[Dataset entries]
◇ ◇ ◇ ◇

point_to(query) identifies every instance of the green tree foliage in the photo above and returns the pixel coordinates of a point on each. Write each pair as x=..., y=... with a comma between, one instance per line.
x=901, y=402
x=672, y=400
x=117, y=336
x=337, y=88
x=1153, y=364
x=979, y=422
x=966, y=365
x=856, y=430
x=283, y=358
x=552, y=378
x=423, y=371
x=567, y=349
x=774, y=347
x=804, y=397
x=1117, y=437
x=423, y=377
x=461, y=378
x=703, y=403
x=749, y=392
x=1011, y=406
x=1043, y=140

◇ ◇ ◇ ◇

### What is expected
Output every line of the data above verbatim, changing nothing.

### Result
point_to(query) identifies every instance of the green tree foliage in the photo above and returns the pixel coordinates of a point on each. Write each pair as x=..., y=... with a comma between, one instance per line.
x=901, y=402
x=672, y=400
x=117, y=336
x=337, y=88
x=1153, y=364
x=979, y=422
x=966, y=365
x=856, y=430
x=283, y=358
x=552, y=378
x=423, y=371
x=567, y=349
x=774, y=347
x=804, y=397
x=1117, y=437
x=423, y=377
x=461, y=378
x=703, y=403
x=749, y=392
x=1011, y=406
x=1043, y=140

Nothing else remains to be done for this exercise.